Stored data
· · ·

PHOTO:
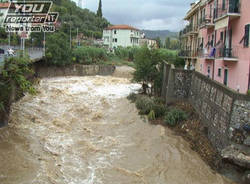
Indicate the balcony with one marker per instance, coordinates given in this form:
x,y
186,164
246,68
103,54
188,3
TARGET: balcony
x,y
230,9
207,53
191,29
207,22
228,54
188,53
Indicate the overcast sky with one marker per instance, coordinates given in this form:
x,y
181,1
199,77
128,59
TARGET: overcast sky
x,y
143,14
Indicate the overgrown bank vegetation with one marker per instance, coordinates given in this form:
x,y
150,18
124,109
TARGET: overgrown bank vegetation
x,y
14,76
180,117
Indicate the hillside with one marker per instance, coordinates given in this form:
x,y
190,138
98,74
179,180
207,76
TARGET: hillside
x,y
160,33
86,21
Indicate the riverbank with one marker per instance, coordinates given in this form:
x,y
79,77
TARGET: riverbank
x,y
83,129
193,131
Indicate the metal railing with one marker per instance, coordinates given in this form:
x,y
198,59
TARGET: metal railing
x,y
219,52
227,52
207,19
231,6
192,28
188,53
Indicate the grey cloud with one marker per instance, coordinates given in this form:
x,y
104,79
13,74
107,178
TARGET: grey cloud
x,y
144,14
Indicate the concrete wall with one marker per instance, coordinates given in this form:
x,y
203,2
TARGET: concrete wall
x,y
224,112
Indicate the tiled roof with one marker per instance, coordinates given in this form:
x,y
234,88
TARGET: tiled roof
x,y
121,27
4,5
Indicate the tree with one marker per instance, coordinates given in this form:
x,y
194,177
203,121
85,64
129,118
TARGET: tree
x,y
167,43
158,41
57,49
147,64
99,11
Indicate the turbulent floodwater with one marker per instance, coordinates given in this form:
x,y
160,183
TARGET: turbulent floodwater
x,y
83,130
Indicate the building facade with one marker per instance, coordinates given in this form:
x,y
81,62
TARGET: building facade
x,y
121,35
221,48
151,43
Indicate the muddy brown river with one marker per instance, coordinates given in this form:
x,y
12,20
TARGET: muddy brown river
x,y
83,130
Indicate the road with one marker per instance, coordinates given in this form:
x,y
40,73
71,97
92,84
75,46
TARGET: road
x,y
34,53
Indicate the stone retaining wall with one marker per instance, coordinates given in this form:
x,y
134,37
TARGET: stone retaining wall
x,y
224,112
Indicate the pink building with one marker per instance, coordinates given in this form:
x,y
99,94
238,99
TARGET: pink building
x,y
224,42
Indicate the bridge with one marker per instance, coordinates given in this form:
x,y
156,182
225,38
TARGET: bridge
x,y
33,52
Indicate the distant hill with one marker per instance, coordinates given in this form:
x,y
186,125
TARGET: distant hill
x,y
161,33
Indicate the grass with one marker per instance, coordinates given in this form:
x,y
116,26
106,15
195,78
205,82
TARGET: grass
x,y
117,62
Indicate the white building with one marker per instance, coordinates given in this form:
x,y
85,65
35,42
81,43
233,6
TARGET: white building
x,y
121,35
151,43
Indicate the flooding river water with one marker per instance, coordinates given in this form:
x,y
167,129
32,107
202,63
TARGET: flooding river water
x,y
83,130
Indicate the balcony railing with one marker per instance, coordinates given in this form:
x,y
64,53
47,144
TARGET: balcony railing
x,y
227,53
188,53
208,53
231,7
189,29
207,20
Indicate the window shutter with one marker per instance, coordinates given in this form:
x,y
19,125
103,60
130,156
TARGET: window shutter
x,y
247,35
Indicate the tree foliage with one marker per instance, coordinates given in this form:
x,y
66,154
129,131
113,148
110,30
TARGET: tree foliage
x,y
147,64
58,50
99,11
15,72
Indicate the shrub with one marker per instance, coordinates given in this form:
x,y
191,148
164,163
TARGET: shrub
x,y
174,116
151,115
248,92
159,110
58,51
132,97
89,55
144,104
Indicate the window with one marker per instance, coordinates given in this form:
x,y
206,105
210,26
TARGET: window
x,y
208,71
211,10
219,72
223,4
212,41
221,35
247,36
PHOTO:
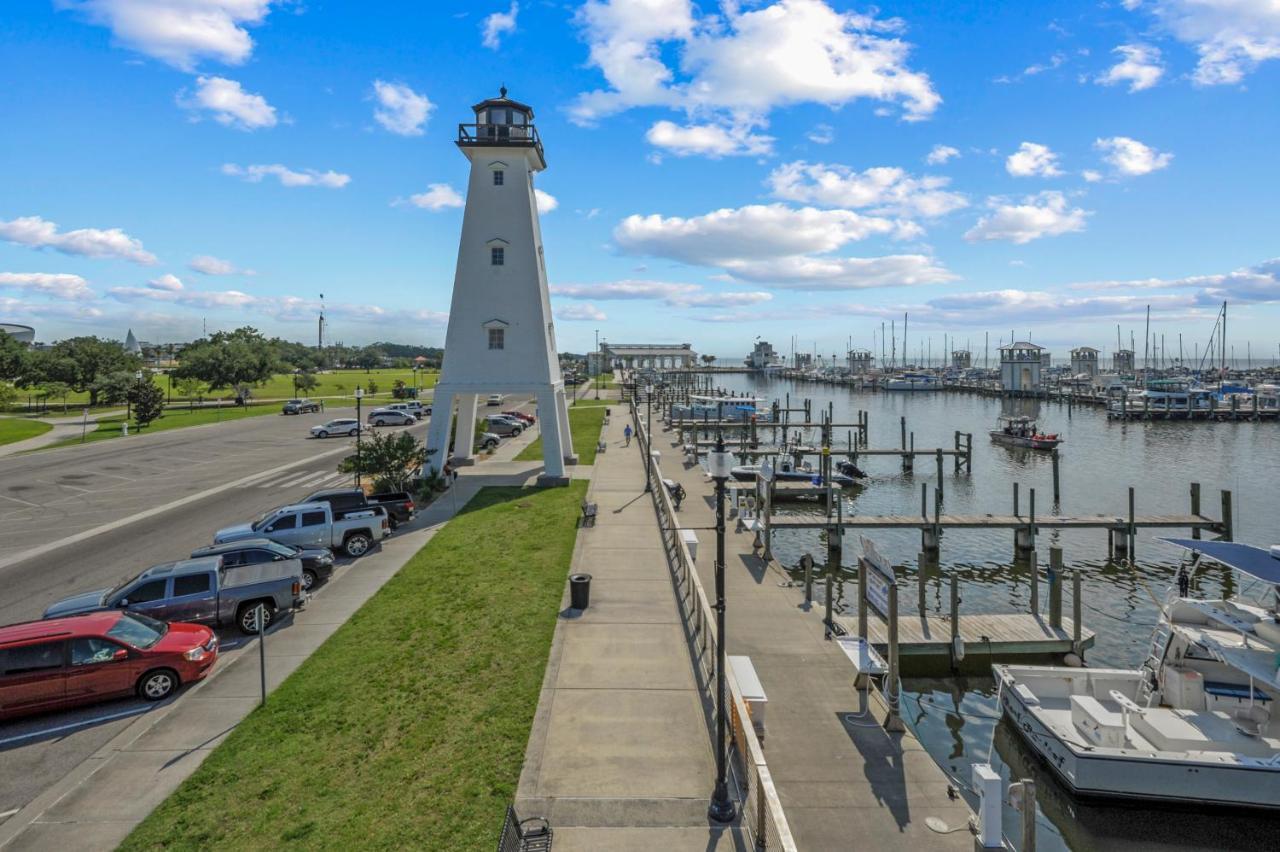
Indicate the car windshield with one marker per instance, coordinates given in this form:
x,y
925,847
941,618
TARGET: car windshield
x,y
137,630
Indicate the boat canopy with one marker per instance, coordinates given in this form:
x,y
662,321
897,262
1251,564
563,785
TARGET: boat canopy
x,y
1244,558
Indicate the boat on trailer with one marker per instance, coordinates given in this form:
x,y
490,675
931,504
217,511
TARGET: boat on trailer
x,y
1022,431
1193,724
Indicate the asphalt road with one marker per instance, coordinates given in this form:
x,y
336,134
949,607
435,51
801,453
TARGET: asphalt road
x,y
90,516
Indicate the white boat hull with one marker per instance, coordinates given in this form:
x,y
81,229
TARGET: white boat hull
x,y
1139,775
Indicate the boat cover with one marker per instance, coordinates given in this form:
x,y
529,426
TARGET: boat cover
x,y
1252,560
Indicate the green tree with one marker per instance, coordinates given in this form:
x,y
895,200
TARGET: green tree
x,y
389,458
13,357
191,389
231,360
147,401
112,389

· · ·

What is needed: An exact reproduction of the data is required, with pictures excluded.

Response area:
PHOTO:
Indicate the balcony with one marker per instance, coordinates given in this form:
x,y
186,164
246,68
103,54
188,3
TARGET: balcony
x,y
230,9
207,53
191,29
207,22
228,54
188,53
Indicate the overcast sky with one marker per instance, coordinates given in this form:
x,y
181,1
199,77
128,59
TARGET: overcast sky
x,y
143,14
Indicate the overgrown bank vegetation with one marker per instance, coordinates given in this form:
x,y
150,18
124,109
TARGET: overgrown bank vegetation
x,y
14,76
180,117
Indicate the hillside with one marker per instance, coordinates given in this form:
x,y
190,138
98,74
179,180
207,76
TARGET: hillside
x,y
160,33
86,21
Indicate the riverbank with one marker per instance, coordinates given in this form:
x,y
79,77
TARGET: riverbank
x,y
83,129
193,131
Indicate the metal railing with one marker per instance, coordinates given in this form:
x,y
198,59
TARGET: metal railing
x,y
219,52
227,52
207,19
231,6
192,28
188,53
Indicate the grey cloud with one marker per instance, coordinates given in this form:
x,y
104,79
13,74
107,178
TARGET: grey cloud
x,y
144,14
Indicate the concrete wall with one marker per instance, coordinates given in this form:
x,y
203,2
TARGET: concrete wall
x,y
224,112
Indicate the tiled roof with one marker per instance, coordinates given in this form:
x,y
234,88
TARGET: tiled roof
x,y
121,27
4,5
Indicate the tree with one marker per instance, coordinates given in this form:
x,y
194,177
203,121
85,64
129,118
TARGET: tree
x,y
167,43
158,41
57,49
147,64
99,11
Indicate the turbulent floodwater with one marker per instance, coordinates given in this form:
x,y
160,183
TARGET: turbulent floodwater
x,y
83,130
Indicate the building facade with one marker per instance, coordinates given in this form:
x,y
81,62
TARGET: building facade
x,y
121,35
221,48
151,43
Indicate the muddy brown river with one marker per instance, coordinates given in this form:
x,y
12,20
TARGET: muddy brown river
x,y
83,130
Indicate the road with one marker per instance, coordinates given in this form:
x,y
40,73
71,97
92,84
75,46
TARGET: road
x,y
34,53
Indicate the stone retaining wall with one marker per instance, coordinates given in this form:
x,y
134,37
TARGET: stone retaining wall
x,y
224,112
Indicate the pink building with one marker per instance, coordinates given in this form:
x,y
99,94
238,99
TARGET: pink building
x,y
224,42
Indicate the bridge with one marker per instance, coordinates given in this form:
x,y
156,182
225,38
TARGET: bridge
x,y
33,52
Indicate the distant hill with one marker per instance, coordinates given in this form:
x,y
186,125
TARGET: distant hill
x,y
161,33
Indicate the grass with one marker per instance, coordinates given in this form:
x,y
116,26
106,15
195,78
205,82
TARGET: grass
x,y
117,62
Indicate the white building with one marker per instance, coordinates given in this form:
x,y
85,65
35,42
81,43
233,6
TARGET: white building
x,y
121,35
151,43
Indicate the flooding river water with one marker per instance, coordinates given in this form:
x,y
167,129
32,107
202,63
TARGET: flooding river water
x,y
83,130
Indicate the balcony railing with one marker per instance, coordinates given in this form:
x,y
64,53
47,144
TARGET: balcony railing
x,y
227,53
188,53
208,53
231,7
189,29
207,20
Indicate the window shutter with one marker per instance, coordinates given in this form:
x,y
19,125
103,60
130,156
TARGET: window shutter
x,y
247,35
Indicate the tree foliage with one marker per instance, coordinates given in this form:
x,y
66,154
129,131
113,148
110,30
TARGET: tree foliage
x,y
147,64
58,50
99,11
15,72
Indicate the shrub with one marker per instance, coordinates given in this form:
x,y
191,148
164,163
TARGET: shrub
x,y
174,116
151,115
248,92
159,110
58,51
132,97
89,55
144,104
Indicate the window with one marker per instance, coordinates given in this form:
x,y
206,105
210,26
TARGET: window
x,y
208,71
211,10
219,72
223,4
212,41
221,35
247,36
PHOTO:
Indicate the car windshield with one marker per instance, coordinates given in this form:
x,y
925,847
941,618
TARGET: car windshield
x,y
137,630
Indicate the boat canopy with one marker per instance, coordinates given in this form:
x,y
662,321
897,262
1251,564
563,785
TARGET: boat canopy
x,y
1244,558
Indicate the boat on trailer with one marker per instance, coordinates given in this form:
x,y
490,675
931,504
217,511
TARGET: boat on trailer
x,y
1022,431
1193,724
Indicate the asphalt road with one marker per instance, coordinates given in this form:
x,y
336,134
949,607
435,51
801,453
TARGET: asphalt road
x,y
90,516
Indicate the white boat hull with one marker per instance, coordinates given in this form:
x,y
81,229
TARGET: white boat hull
x,y
1139,775
Indicate the boat cover with one marker per instance, coordinates given in this form:
x,y
529,426
TARGET: boat cover
x,y
1252,560
Indicate the green tree with one marker per instance, coordinates given in this form:
x,y
895,200
TARGET: green tree
x,y
389,458
13,357
191,389
231,360
147,401
112,389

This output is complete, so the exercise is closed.